TASK GOAL =>
Copy out the records below with each "Target" replaced by "Object" and nothing else changed. Leave the pictures out.

DATASET RECORDS =>
========

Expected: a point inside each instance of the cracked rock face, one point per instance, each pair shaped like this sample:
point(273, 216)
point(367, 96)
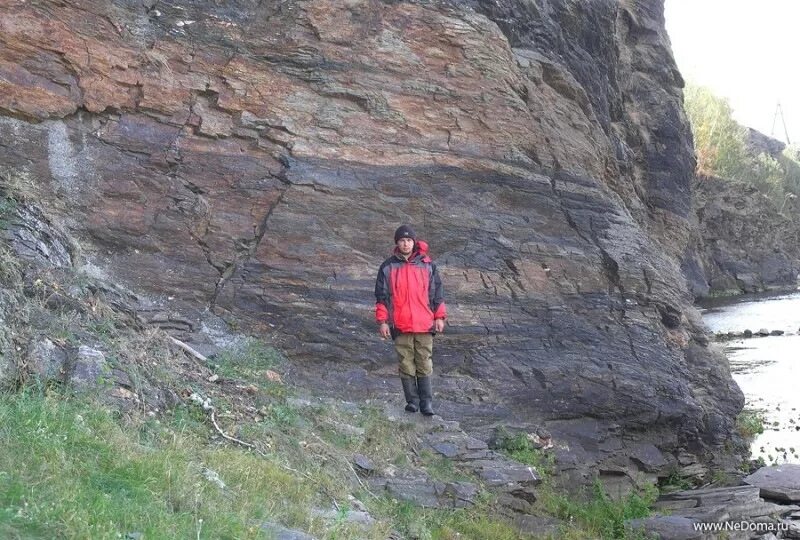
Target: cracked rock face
point(255, 158)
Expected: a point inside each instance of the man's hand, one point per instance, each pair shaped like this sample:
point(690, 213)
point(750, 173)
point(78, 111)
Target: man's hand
point(383, 330)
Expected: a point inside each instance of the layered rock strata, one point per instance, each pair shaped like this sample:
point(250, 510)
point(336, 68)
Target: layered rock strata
point(252, 160)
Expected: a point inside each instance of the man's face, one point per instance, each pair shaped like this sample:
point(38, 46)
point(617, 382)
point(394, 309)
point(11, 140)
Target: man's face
point(405, 246)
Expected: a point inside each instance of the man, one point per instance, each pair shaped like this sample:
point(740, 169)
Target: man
point(409, 297)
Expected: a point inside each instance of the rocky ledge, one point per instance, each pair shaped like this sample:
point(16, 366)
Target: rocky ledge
point(250, 161)
point(765, 506)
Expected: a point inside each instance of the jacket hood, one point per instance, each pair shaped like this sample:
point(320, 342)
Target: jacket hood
point(420, 247)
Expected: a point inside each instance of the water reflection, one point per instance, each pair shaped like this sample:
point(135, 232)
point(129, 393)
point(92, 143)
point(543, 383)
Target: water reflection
point(766, 368)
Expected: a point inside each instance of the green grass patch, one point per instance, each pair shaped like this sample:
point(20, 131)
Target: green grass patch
point(596, 514)
point(520, 448)
point(478, 522)
point(73, 469)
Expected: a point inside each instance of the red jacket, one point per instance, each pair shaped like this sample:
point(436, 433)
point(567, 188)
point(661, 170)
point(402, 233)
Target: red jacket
point(409, 294)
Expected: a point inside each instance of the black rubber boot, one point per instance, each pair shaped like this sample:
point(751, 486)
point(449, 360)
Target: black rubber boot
point(410, 390)
point(425, 396)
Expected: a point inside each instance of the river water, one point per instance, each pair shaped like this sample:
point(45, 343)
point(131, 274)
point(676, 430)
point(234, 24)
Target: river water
point(766, 368)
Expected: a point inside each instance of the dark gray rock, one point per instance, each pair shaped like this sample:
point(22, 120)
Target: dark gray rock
point(446, 449)
point(571, 302)
point(363, 462)
point(667, 528)
point(88, 369)
point(780, 482)
point(648, 457)
point(429, 493)
point(499, 473)
point(35, 238)
point(539, 527)
point(46, 360)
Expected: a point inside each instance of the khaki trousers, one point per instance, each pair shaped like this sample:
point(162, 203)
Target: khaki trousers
point(415, 353)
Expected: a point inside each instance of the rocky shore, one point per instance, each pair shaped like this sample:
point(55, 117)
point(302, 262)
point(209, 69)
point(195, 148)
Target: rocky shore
point(764, 506)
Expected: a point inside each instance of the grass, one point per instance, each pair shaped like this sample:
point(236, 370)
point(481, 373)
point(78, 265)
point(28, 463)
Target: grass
point(71, 468)
point(520, 448)
point(750, 423)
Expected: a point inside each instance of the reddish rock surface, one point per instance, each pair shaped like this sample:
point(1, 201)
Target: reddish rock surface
point(253, 159)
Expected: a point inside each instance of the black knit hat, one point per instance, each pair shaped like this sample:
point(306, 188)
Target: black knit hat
point(404, 231)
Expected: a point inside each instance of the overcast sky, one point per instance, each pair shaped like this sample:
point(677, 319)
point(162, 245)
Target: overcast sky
point(745, 51)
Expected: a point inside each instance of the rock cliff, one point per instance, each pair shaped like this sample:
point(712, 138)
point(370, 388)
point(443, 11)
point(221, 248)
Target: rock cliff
point(744, 243)
point(250, 160)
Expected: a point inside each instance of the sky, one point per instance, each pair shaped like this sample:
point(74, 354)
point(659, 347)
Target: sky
point(744, 51)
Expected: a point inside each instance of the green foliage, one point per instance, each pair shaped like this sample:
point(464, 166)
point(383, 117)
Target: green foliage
point(721, 150)
point(750, 423)
point(718, 138)
point(520, 448)
point(600, 515)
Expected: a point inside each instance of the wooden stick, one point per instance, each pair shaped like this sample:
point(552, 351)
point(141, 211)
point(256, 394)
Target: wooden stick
point(188, 349)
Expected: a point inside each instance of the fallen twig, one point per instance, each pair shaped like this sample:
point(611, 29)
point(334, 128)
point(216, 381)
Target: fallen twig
point(211, 410)
point(188, 349)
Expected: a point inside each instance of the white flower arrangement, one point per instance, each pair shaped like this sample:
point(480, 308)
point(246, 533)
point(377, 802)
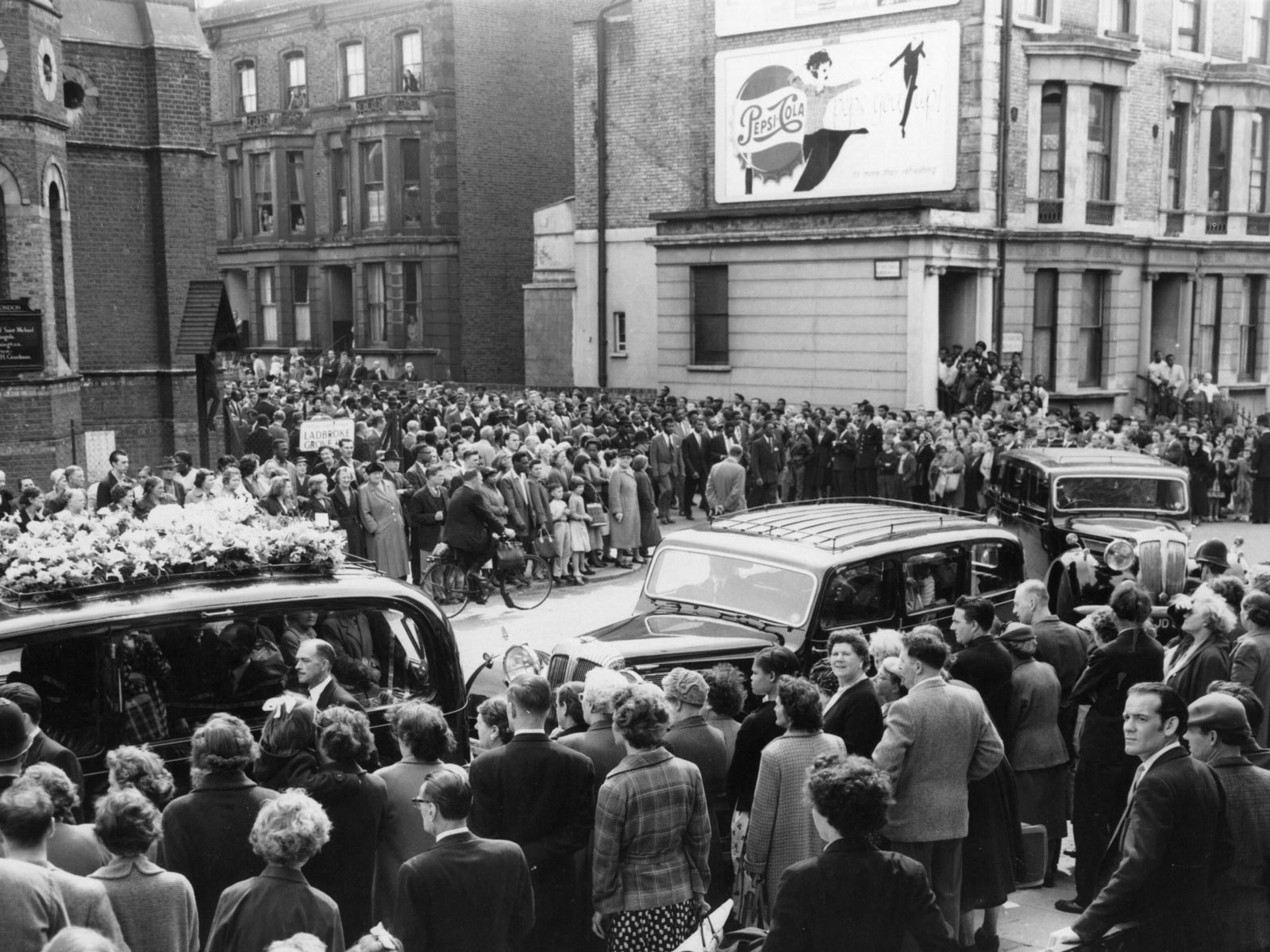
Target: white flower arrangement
point(226, 536)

========

SOLUTION TO THE PROBLEM =>
Expected: a point inside each instance of the cracked rock face, one point per instance, each pair shaped like this sample:
point(273, 216)
point(367, 96)
Object: cracked rock face
point(255, 158)
Expected: a point inside each instance of the man's hand, one point per instance, each pair shaped like this sample:
point(690, 213)
point(750, 173)
point(78, 111)
Object: man's hand
point(383, 330)
Expected: a point inside each instance of the layered rock strata, one point per instance, each pair shaped like this sample:
point(250, 510)
point(336, 68)
Object: layered rock strata
point(252, 160)
Expected: a point inside each instance of the man's face, one point per instance, each pair shaped like this sample:
point(38, 46)
point(617, 382)
point(394, 309)
point(11, 140)
Object: man's face
point(405, 246)
Expected: a point inside each instance of the man, one point per instance, each pair shaped like this sample:
point(740, 169)
Object: man
point(409, 297)
Expected: a point inside each instance of the rocky ledge, one point per instance, each pair shaped like this sample:
point(16, 366)
Object: rocky ledge
point(250, 161)
point(765, 506)
Expected: a point inside each instance of the jacket hood, one point per instance, each pair shaped like this sample:
point(320, 342)
Object: jacket hood
point(420, 247)
Expected: a point inside each instance of the water reflection, one point per instance, each pair shaped like this sample:
point(135, 232)
point(129, 393)
point(92, 143)
point(543, 383)
Object: water reflection
point(766, 368)
Expected: a point inside each instance of the green grass patch, one point per instance, each pair shaped like this sample:
point(20, 131)
Object: green grass patch
point(596, 514)
point(520, 448)
point(478, 522)
point(73, 469)
Expected: a point inside each instance of the red jacket, one point per instance, each pair shaped like this sample:
point(436, 433)
point(567, 188)
point(661, 170)
point(402, 233)
Object: red jacket
point(409, 294)
Expected: a point inside each instance of the black rubber boot, one point per instance, each pair shaped like this sample:
point(751, 486)
point(449, 360)
Object: black rubber boot
point(410, 390)
point(425, 396)
Expected: a point inside each instance of the river water, one point per instance, each pair shaped like this sample:
point(45, 343)
point(131, 274)
point(676, 430)
point(234, 24)
Object: river water
point(766, 368)
Expected: a point inside each instance of the dark gray rock, one point per instance, each pair shaped like this sample:
point(22, 120)
Object: dark gray rock
point(446, 449)
point(571, 302)
point(363, 462)
point(667, 528)
point(88, 369)
point(780, 482)
point(648, 457)
point(429, 493)
point(499, 473)
point(35, 238)
point(539, 527)
point(46, 360)
Expected: a point inside each instance of the khaki trousers, one point per instance, each pair shaped like this sample:
point(162, 203)
Object: khaki trousers
point(415, 353)
Expected: a point inside each instance of the rocky shore, one point per instance, each pair shaped like this sample:
point(55, 117)
point(302, 262)
point(209, 69)
point(195, 148)
Object: rocky shore
point(764, 506)
Expected: a point inside each instance of the grass, one point per instance, each pair shaped like this sample:
point(236, 370)
point(481, 373)
point(78, 265)
point(28, 463)
Object: grass
point(71, 468)
point(520, 448)
point(750, 423)
Expected: a point inside each instance of the reddish rock surface, one point per instance, each pair shaped like this sample:
point(1, 201)
Object: reddish rock surface
point(253, 159)
Expected: a point inside each instance of the black knit hat, one point per instance, each pair shaped like this sample:
point(306, 188)
Object: black knit hat
point(404, 231)
Expected: a point inside each instance of the overcast sky, one point per instance, each pair shaped like this sample:
point(677, 319)
point(162, 245)
Object: overcast sky
point(745, 51)
Expected: a point inside each instance of the rock cliff, one point per instance, each pair shaped like this sample:
point(712, 138)
point(370, 388)
point(443, 11)
point(221, 248)
Object: rock cliff
point(744, 243)
point(250, 160)
Expected: a point inside each instance of the sky, one point per instance, each pair shaped like this sample:
point(74, 354)
point(659, 347)
Object: sky
point(744, 51)
Expected: a point inside each instance of the green foliage, one point per instance, each pair shaped like this sample:
point(464, 166)
point(383, 117)
Object: green foliage
point(721, 150)
point(750, 423)
point(718, 138)
point(520, 448)
point(600, 515)
Expected: a point inside each instance of the wooden stick, one point per instance, each pair shaped like this sample:
point(552, 351)
point(141, 211)
point(256, 394)
Object: wooden stick
point(188, 349)
Expected: a point inside each instance of the fallen twig, one point per instance, each pair shaped like this sample:
point(611, 29)
point(334, 128)
point(216, 381)
Object: fallen twig
point(211, 410)
point(188, 349)
Expected: a point inside each instance of the white flower arrangement, one point per instance, each pair shaped like this sample:
point(480, 308)
point(246, 533)
point(377, 802)
Object: white flower arrangement
point(226, 536)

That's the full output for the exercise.